● What needs to be done: An exact reproduction of the lines from the one with "- Reply format: 169,700" to the end of the data below is required. No other lines may be included.

Records excerpted from a collection
◇ ◇ ◇
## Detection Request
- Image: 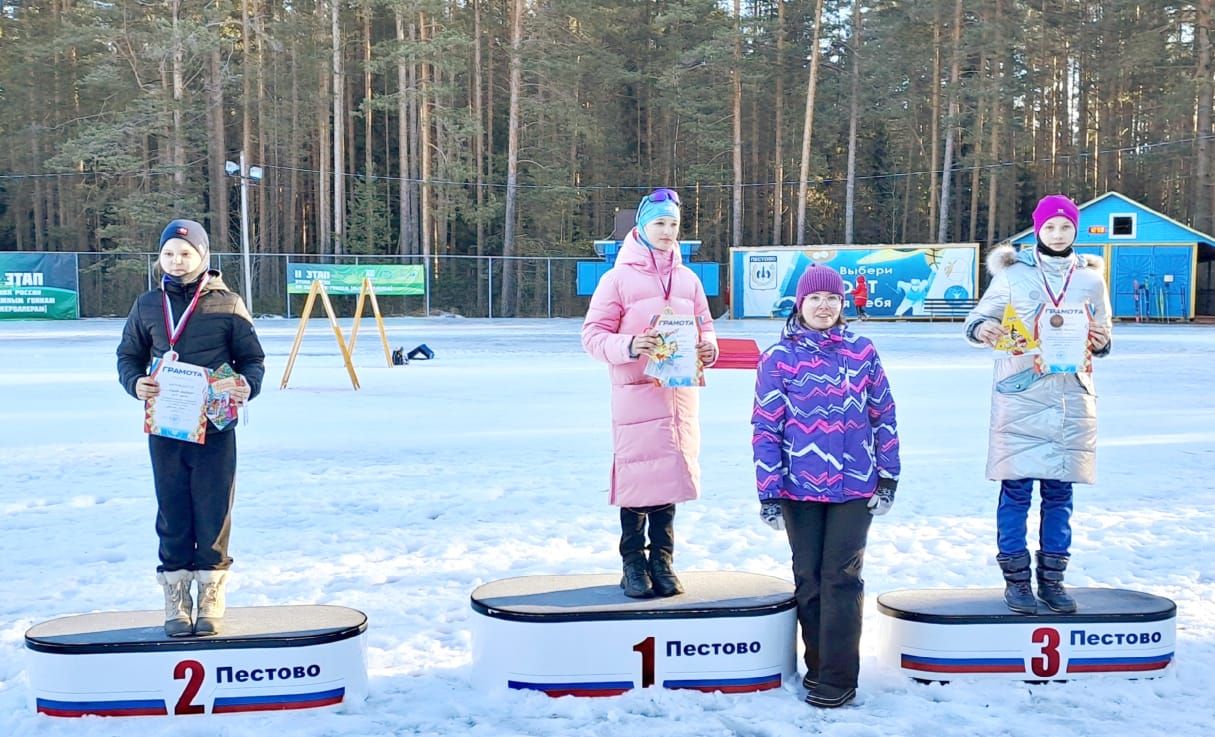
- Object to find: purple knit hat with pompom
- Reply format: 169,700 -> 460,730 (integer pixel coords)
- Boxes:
795,265 -> 845,310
◇ ◇ ◇
● Task result:
- Reply format: 169,700 -> 460,730 (integer pixel coords)
- Boxes:
795,265 -> 845,310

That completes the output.